Prompt A:
Answer these from the interview with Sebastian Barry:
(i) Until what age was Barry unable to master reading or writing?
(ii) Which author's work does Barry recall being read to him as a child?
(iii) What is the title of his Booker-shortlisted novel?

Lucasta Miller,interview with Sebastian Barry, in The Guardian (3 Oct. 2005)

[ Details: Lucasta Miller, ‘Trying to Hear and See’, interview with Sebastian Barry, in The Guardian (3 Oct. 2005), Review Section. Source: Available at The Guardian online - accessed 3.07.2011.]

If Sebastian Barry’s parents had been told, when he was a child, that he would one day be shortlisted for the Booker prize, they would have been astonished. Unable to master reading or writing until he was nine, his gifts, at that stage, did not appear to be literary. None the less, his mind was developing in ways that would later inform the artistic vision which has made him, at 50, one of Ireland’s foremost playwrights and novelists.

Language remains, for Barry, something heard or spoken rather than black marks on a page, and he vividly remembers being read to as a child - “very English things, like Beatrix Potter.”

“Storytelling pre-dates homo sapiens and the technique of writing,” he says. “I can’t actually do anything until I can hear it singing. I’m praised - or maybe blamed - for poetic writing, but it’s really just how I take it down. It’s not a conscious effort, it’s the language of how I hear and see those things.”

If the sound and taste of words is what continues to animate Barry - he’s particularly pleased about the amount of cursing in his latest, Booker-shortlisted novel A Long, Long Way, as “it’s a good salt” - the vivid, concrete nature of his fantasy life is something else he retains from childhood. As a little boy, he used to be terrified that if he didn’t lie in bed visualising the things and people he loved they would cease to exist. For the adult writer, characters are called into existence in an equally intense way: “I had a sense of the fellows allowing me in. And I was trying to hear and see. And I was standing somewhere near them,” he says.

Data shown:
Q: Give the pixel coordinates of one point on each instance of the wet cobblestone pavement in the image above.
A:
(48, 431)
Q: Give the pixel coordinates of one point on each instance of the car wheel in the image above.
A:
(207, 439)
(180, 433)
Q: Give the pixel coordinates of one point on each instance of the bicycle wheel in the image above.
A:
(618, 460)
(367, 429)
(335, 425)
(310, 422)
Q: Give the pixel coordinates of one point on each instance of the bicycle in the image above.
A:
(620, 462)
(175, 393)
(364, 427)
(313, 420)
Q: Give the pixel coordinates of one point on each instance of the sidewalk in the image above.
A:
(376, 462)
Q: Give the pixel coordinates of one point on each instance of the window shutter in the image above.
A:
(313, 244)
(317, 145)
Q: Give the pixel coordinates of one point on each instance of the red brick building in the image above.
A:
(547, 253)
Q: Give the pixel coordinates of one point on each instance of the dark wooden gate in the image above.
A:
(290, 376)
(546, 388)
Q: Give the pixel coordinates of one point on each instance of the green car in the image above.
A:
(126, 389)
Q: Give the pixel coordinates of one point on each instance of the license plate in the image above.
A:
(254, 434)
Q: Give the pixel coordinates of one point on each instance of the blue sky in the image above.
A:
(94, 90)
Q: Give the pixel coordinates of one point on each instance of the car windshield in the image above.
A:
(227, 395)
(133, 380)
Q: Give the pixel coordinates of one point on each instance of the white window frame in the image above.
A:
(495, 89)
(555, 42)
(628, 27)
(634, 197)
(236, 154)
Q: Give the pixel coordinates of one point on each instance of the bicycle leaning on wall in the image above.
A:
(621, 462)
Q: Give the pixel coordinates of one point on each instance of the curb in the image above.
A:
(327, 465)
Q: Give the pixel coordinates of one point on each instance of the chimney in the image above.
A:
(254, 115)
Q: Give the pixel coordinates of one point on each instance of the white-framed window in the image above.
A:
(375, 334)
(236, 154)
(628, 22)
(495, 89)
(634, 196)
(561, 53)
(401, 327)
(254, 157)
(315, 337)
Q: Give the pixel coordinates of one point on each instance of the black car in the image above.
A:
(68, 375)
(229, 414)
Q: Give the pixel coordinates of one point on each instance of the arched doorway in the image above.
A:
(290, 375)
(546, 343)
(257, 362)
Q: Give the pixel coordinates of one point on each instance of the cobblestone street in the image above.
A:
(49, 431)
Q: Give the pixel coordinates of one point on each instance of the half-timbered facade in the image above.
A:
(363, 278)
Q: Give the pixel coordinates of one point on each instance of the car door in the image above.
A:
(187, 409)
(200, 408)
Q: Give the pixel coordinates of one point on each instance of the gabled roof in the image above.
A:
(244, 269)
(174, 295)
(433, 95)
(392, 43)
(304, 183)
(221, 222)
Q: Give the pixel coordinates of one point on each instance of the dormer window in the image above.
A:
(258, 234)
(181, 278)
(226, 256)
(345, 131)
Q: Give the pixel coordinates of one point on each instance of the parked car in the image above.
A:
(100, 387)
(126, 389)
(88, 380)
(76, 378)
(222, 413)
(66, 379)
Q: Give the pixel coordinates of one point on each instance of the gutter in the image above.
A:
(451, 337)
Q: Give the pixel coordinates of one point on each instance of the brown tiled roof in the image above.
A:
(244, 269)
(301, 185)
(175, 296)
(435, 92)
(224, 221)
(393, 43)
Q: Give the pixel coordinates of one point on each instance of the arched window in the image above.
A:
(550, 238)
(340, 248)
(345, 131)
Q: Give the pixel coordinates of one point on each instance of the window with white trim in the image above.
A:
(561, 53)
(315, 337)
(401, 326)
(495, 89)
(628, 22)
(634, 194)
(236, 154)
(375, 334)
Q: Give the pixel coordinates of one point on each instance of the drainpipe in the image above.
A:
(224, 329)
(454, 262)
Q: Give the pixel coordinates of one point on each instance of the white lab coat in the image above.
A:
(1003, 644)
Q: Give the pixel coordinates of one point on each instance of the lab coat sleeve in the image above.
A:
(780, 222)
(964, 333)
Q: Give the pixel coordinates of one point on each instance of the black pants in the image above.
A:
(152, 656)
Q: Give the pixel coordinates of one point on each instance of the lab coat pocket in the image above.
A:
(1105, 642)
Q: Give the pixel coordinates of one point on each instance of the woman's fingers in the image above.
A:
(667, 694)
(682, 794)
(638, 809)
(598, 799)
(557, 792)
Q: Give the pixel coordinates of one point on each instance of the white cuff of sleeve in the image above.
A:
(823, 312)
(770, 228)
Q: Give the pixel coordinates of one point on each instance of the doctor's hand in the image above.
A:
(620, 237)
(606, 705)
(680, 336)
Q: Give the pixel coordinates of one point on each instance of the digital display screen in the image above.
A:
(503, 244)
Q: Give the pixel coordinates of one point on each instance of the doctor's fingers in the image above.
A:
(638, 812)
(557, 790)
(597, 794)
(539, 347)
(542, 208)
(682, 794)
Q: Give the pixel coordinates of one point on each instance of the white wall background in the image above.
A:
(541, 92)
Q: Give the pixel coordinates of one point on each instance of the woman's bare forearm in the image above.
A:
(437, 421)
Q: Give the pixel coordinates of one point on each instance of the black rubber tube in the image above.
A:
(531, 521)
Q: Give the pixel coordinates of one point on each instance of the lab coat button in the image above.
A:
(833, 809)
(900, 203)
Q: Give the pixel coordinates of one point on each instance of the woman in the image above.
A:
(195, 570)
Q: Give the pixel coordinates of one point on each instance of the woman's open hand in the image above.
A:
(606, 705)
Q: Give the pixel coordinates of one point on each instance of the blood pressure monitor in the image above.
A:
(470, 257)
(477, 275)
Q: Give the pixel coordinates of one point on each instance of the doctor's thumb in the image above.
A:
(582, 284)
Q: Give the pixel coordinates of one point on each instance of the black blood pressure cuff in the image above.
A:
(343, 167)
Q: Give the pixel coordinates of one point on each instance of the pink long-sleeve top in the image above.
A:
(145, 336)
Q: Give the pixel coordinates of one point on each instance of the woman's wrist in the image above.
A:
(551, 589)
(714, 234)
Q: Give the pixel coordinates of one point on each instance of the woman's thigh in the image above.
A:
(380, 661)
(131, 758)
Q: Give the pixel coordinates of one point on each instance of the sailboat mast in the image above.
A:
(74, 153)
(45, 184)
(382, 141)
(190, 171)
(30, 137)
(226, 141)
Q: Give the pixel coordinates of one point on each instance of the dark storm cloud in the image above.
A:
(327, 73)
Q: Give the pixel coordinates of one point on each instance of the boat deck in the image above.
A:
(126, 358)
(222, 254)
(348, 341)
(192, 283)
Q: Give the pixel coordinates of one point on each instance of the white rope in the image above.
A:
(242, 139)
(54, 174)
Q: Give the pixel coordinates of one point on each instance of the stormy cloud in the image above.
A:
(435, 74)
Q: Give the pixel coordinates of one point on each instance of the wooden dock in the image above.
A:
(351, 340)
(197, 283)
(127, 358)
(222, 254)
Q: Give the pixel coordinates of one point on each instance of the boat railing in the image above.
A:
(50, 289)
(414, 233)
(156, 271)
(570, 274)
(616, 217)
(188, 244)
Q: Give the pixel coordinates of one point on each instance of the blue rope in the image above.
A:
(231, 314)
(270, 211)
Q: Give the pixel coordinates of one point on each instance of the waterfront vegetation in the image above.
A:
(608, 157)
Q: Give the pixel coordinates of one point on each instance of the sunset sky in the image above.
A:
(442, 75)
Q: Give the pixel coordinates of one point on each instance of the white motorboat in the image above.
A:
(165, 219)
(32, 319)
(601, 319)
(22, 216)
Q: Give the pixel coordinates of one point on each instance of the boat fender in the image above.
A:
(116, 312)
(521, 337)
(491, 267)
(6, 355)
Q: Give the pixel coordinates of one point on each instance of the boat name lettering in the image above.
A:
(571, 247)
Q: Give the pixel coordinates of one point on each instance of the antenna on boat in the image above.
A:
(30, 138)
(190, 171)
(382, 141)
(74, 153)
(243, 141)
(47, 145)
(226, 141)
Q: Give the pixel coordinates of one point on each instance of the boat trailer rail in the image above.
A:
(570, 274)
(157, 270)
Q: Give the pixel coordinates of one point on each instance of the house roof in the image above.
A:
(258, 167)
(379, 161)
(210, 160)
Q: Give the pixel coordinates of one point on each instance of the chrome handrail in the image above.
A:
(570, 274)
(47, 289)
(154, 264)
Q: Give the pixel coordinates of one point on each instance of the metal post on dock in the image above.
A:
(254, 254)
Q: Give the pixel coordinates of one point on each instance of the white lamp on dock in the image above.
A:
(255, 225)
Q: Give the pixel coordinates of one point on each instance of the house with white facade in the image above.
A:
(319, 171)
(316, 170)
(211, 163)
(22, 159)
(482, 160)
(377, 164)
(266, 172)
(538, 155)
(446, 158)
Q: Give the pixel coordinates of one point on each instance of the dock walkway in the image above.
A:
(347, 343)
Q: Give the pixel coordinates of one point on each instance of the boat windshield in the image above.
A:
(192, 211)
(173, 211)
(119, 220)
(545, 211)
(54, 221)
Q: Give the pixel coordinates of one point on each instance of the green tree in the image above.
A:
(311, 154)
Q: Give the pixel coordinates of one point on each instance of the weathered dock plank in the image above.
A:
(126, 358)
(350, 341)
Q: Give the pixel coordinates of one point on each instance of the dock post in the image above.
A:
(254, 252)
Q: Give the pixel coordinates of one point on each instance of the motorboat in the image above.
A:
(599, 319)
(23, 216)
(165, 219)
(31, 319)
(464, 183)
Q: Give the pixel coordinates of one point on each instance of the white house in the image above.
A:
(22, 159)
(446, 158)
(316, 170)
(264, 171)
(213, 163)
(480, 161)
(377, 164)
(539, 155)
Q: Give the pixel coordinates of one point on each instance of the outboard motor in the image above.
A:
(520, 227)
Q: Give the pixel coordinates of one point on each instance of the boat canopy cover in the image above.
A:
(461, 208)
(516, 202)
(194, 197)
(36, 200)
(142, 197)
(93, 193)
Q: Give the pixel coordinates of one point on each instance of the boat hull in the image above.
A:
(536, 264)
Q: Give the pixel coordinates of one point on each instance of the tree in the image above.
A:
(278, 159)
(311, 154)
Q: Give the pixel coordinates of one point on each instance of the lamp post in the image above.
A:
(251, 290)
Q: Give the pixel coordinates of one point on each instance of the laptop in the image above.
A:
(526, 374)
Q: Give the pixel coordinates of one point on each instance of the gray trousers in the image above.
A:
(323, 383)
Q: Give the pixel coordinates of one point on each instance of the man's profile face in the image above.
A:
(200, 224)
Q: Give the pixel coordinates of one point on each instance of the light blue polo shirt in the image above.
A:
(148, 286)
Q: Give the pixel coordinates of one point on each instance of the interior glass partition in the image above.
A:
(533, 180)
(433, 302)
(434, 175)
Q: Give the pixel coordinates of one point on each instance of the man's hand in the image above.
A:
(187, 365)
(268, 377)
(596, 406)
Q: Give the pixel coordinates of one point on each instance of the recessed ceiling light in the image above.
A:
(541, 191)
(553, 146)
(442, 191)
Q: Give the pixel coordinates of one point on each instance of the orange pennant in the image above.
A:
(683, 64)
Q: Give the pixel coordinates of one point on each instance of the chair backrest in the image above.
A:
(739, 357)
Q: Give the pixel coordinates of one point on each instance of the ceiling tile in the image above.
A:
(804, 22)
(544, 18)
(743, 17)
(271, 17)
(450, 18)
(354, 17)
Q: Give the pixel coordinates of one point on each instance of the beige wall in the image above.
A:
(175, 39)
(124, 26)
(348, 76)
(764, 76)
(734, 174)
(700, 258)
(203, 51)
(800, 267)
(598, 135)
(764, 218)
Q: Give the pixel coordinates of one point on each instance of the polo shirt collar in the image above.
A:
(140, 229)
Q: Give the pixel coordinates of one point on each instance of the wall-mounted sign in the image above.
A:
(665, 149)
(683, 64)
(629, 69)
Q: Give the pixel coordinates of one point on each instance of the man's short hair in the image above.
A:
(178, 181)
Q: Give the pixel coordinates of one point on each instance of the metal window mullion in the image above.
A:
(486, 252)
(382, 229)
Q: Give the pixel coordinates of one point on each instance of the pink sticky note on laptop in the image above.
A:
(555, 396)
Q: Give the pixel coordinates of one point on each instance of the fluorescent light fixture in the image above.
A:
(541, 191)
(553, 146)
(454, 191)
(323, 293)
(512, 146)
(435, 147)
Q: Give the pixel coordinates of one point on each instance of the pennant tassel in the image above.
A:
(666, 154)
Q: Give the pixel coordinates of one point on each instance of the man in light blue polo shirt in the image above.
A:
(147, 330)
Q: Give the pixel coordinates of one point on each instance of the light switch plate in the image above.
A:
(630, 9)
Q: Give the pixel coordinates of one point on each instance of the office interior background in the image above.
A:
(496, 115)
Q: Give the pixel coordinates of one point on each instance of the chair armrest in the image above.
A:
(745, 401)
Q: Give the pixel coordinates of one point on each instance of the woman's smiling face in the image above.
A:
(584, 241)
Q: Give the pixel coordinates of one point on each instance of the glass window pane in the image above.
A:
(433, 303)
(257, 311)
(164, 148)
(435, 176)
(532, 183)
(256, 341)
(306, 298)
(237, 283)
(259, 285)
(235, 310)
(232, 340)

Prompt B:
Pull out every line of the rows that contains the string "rope". Case counts.

Worked answer A:
(i) Nine
(ii) Beatrix Potter
(iii) A Long, Long Way

Worked answer B:
Q: Give the pixel coordinates of one point on each instance of the white rope in the image above.
Q: Give the pixel coordinates of one point on each instance of the blue rope in the image above.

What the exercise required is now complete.